[Directive]
Copy from the data below every line that contains the string "surface", matching case exactly.

[Records provided]
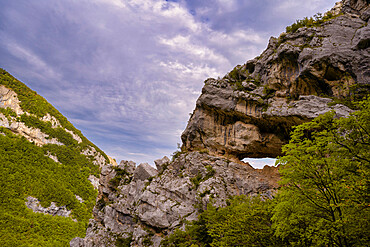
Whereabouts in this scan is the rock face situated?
[181,1,370,159]
[71,152,277,246]
[70,0,370,247]
[26,196,72,220]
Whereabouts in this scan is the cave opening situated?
[241,157,276,169]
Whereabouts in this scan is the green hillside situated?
[0,69,108,246]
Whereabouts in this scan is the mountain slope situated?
[0,69,108,246]
[181,0,370,159]
[71,0,370,247]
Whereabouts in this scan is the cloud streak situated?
[0,0,334,166]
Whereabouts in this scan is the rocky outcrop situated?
[181,1,370,159]
[70,0,370,247]
[26,196,72,220]
[71,152,277,246]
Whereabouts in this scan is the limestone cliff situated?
[71,0,370,247]
[181,1,370,159]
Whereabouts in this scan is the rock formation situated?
[71,152,277,246]
[0,69,108,246]
[181,1,370,159]
[70,0,370,247]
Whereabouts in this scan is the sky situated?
[0,0,335,169]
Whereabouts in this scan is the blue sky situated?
[0,0,335,168]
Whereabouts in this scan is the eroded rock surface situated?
[26,196,72,220]
[71,152,277,246]
[181,1,370,159]
[70,0,370,247]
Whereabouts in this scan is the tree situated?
[272,98,370,246]
[161,195,285,247]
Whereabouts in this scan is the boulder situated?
[134,163,158,180]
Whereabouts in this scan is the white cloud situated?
[0,0,340,165]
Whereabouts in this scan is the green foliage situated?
[161,196,284,247]
[0,127,98,246]
[0,68,109,162]
[273,99,370,246]
[19,114,78,146]
[286,12,338,33]
[0,69,108,246]
[0,107,17,121]
[109,166,132,190]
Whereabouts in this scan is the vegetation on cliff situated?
[162,98,370,246]
[0,69,107,246]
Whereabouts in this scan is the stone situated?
[25,196,72,220]
[154,156,171,173]
[71,152,277,246]
[181,0,370,159]
[118,160,136,174]
[71,0,370,247]
[134,163,158,180]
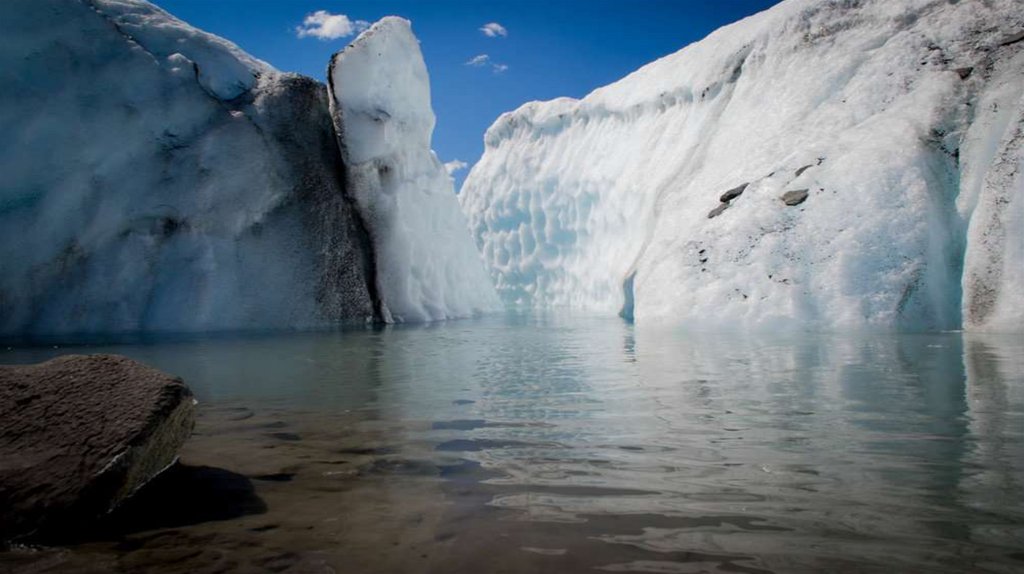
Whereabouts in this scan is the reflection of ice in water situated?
[7,317,1024,572]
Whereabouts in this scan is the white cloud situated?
[465,54,509,74]
[295,10,370,41]
[444,160,469,175]
[480,21,509,38]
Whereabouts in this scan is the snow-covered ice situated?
[329,16,500,322]
[461,0,1024,330]
[0,0,373,335]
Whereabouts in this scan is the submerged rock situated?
[0,355,195,540]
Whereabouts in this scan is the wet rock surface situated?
[781,189,808,207]
[0,355,195,540]
[718,183,750,204]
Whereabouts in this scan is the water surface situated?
[0,315,1024,573]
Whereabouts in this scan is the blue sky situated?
[155,0,776,187]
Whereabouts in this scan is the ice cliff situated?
[0,0,494,336]
[461,0,1024,330]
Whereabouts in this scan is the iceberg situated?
[0,0,498,337]
[328,16,501,322]
[460,0,1024,330]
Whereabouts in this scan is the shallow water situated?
[0,315,1024,573]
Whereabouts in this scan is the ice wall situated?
[328,17,500,322]
[461,0,1024,329]
[0,0,373,335]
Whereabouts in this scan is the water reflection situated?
[2,315,1024,572]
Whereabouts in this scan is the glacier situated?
[0,0,498,337]
[328,16,501,322]
[460,0,1024,332]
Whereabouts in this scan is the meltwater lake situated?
[0,314,1024,573]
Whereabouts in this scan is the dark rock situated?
[781,189,808,206]
[718,182,750,204]
[953,68,974,80]
[0,355,195,540]
[708,204,729,219]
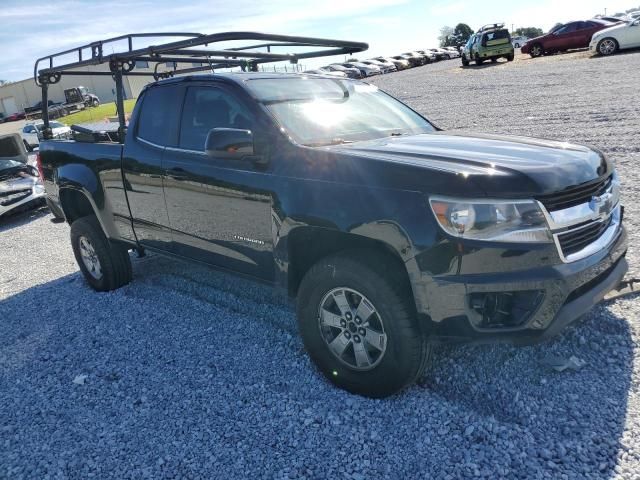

[Solution below]
Whereabouts in this scan is the eroded rock surface situated?
Whereabouts in this scan is the wet rock surface situated?
Whereabouts in this scan is the water surface situated?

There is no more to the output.